__Task requirements__. Edit the data below so that every "Recorded points" becomes "Marked points", keeping everything else the same. Return the revised data without the pictures.

>> Start Records supplied

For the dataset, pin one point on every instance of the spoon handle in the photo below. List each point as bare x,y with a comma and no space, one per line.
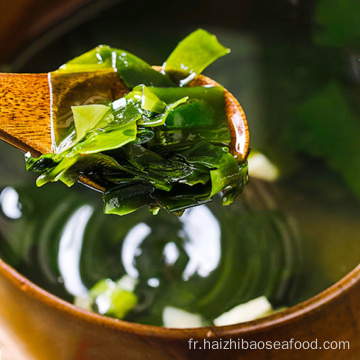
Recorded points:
25,112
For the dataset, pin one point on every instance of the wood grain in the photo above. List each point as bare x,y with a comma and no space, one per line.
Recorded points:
25,110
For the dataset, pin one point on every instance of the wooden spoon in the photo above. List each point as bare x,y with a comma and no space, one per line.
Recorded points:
26,104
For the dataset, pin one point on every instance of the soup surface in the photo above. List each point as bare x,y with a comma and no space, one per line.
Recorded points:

>> End Records supplied

__Final result__.
For the dataset, pin one point on every instance of the spoon handle in the photo below. List each point as bare x,y with a comma and no space, one per line.
Marked points:
25,112
For the dataset, pin one point on every instance of the wood grain in the photo above. List each point as bare x,y with a comma and no space, one per line.
Marked points:
25,110
For the dataset, pin one point on every instance of the wooden spoon in the photo above. List each point as bare x,y with a comma and no space, one per line.
Marked points:
26,104
For the dataset, pin one point on every instance of the soup surface in the photo above. List each point as bare x,y with a comma and no space, one per line.
Marked points:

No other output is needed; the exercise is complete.